Problem statement >> Please restate exactly what appears in the records below from the first line to the line where "box: [0, 91, 47, 147]" is, that line included.

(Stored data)
= = =
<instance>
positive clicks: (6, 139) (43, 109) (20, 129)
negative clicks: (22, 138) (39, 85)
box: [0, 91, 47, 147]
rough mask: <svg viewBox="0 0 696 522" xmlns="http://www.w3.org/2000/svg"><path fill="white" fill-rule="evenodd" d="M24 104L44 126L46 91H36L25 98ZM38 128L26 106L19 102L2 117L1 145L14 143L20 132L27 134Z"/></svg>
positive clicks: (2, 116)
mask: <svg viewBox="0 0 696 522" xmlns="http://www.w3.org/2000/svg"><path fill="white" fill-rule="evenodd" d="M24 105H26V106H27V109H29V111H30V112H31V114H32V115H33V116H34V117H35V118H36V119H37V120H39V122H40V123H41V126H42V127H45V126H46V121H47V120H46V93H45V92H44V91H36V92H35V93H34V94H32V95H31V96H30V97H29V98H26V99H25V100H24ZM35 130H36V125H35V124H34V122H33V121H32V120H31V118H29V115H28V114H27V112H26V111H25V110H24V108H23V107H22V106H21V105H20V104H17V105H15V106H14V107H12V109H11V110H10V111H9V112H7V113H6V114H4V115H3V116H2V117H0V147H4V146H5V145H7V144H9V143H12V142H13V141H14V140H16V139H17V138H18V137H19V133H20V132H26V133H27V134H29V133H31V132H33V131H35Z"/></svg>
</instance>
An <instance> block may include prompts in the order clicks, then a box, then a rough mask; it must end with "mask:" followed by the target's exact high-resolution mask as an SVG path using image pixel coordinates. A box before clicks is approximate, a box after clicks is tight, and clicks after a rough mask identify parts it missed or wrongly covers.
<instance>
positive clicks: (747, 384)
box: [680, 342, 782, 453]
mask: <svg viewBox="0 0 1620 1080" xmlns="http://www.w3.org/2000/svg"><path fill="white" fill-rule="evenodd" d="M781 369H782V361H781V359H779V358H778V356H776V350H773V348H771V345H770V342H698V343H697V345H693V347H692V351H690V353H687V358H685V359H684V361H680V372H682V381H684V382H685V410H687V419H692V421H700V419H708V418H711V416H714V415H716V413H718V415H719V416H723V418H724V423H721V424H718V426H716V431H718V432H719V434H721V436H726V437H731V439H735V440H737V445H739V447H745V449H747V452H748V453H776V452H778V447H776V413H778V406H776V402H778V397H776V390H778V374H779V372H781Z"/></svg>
= = =
Written reply >>
<instance>
positive clicks: (6, 139) (43, 109) (20, 129)
negative clicks: (22, 138) (39, 85)
box: [0, 91, 47, 147]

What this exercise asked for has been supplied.